#### [EXERCISE INSTRUCTIONS]
#1 In the text about a Satanic family, how old is Tina?
#2 Pick up the text about a Satanic family after its final sentence and keep writing it.

──────── TEXT SHOWN ────────

However we have encouraged Tina to start a blog of her own. She has a very different perspective and voice to Sophie and myself. Sophie and I came to Satanism in our thirties after a lot of spiritual searching and all sorts of different life experiences. Tina, on the other hand, has been brought up in the centre of a Satanic family. In terms of philosophy and religion, Satanism is pretty much her normality in a way that certainly wasn’t the case for us, or for most people… Also, at sixteen, as she begins to explore adult life in general, her concerns and interests are quite different from our own. All three of us are aware there is not much quality material around for younger people who are interested in Satanism, certainly not much that we would recommend. Sophie and I are confident that Tina will become a good and knowledgeable example of a young Satanist. We hope she will indeed keep her blog going and we are curious to see what she will say.
So, while Sophie and I may be posting here a little less often in future, the journey of this Satanic family continues in many ways.
You can visit Tina’s blog here.
This is a post to mark a right of passage, as much for me as for my daughter. But it makes sense for Tina to speak first.
Tina speaking… Unlike my mother or Cassie I have never really been interested in or experienced any religion or philosophy except Satanism. It is true that I got interested in it because it was so important to them but since I started finding out about it myself I never really had any doubts about it. It is also true that I became a Satanist at the same time I started to change from a girl into a woman and I suppose the two things are connected.
Some months ago I started to have some doubts about continuing with Satanism. It wasn’t because I stopped believing; it was just because a lot of other things were happening (school, study, boyfriends etc) and also I was a bit frustrated with being on the fringe of things at home. (Mum and Cassie are very busy with their coven and I get on well with all those people but can’t join in with anything. I am friends with the children of the coven members but most of them are not my age and anyway, strange to say, none of them are actually Satanists themselves. The only Satanists of my own age I am in contact with are online contacts and that is not the same as real life.). So I thought maybe I should just let go of Satanism for a while and concentrate on other things. Mum and Cassie were perfectly fine with that. But the problem was I couldn’t let it go. It was already too much part of my life. I have been learning witchcraft for quite a few years already and I couldn’t “not” be a witch. And I couldn’t stop being a Satanist either, it is what I am. So instead of leaving Satanism I went the other way. I did a big, deep and dark ritual of self dedication to Satan. And then I felt that connection and power surge that my mum and Cassie have spoken about before. In some ways I think it changed me even more than losing my virginity (which also happened during the last year).

──────── SUPPLIED ENTRIES ────────

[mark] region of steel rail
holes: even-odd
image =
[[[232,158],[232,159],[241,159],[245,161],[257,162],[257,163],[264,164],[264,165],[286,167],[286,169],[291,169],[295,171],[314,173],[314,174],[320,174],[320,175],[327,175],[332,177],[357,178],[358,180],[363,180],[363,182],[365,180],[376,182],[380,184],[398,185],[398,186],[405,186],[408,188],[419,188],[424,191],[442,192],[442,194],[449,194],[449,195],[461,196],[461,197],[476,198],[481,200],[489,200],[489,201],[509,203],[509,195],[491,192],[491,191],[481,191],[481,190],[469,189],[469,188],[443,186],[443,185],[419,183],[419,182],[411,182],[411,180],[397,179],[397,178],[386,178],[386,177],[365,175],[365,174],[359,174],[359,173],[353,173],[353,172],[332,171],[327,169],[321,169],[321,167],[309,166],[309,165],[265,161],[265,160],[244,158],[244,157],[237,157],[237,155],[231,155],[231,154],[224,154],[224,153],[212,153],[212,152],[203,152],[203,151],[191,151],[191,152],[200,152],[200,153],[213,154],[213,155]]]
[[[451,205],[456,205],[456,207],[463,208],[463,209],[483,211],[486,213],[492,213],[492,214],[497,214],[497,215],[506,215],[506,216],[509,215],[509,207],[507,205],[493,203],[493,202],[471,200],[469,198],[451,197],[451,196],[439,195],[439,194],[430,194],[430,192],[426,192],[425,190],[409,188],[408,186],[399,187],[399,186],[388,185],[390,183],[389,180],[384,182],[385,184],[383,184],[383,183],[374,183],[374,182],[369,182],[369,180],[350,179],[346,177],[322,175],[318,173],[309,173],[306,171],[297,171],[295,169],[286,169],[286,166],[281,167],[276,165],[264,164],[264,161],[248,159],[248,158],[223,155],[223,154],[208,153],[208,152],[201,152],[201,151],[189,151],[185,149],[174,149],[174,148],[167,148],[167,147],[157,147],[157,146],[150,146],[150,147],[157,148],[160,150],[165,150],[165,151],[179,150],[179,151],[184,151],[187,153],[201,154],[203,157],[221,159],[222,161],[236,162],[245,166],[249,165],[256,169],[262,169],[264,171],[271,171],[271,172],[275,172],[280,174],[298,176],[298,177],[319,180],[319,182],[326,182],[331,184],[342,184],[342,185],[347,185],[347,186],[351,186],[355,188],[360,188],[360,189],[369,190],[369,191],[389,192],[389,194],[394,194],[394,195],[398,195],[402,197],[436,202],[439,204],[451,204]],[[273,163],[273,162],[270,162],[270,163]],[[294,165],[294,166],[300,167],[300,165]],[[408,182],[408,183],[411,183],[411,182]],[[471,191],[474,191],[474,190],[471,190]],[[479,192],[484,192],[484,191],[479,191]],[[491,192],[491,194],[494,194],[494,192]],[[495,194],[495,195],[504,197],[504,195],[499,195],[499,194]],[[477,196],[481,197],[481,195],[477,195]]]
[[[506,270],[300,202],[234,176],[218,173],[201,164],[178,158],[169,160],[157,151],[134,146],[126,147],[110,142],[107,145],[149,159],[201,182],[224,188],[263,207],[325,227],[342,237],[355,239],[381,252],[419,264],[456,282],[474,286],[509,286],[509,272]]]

────────

#### [RESPONSES FOR EACH TASK]
#1 Sixteen.

#2
So now I feel supercharged as a Satanist and strangely it doesn’t bother me now that I have to wait a year or two before officially joining the coven. I feel I have my own relationship with Satan now. And while I know I still have lots to learn about just about everything I am an adult now. Childhood is over and I am fully enjoying being a young adult. I will sin. I will indulge. I will learn. I will grow.
I am keeping this short and missing things out but obviously while all this was happening there were lots of long discussions with my mother and Cassie. I think as a result of all that, my relationship with my mum has changed. It was always a good relationship but now I think it is a more equal and adult one. But I will let her explain…
Sophie again… All relationships grow and change including the mother/daughter relationship. The fact that my daughter and I share broadly the same religious and philosophical beliefs has certainly helped in the past few years and I believe there has been far less conflict between us than some mothers and daughters experience. However we are indeed both Satanists and that has repercussions and consequences. Simply put, in order to be true to the beliefs and philosophy we share I have had to allow her to grow at her own pace and embark on adult life free of many of the restrictions I experienced and free of the guilt that I and many others experienced living in a world dominated by Christian values.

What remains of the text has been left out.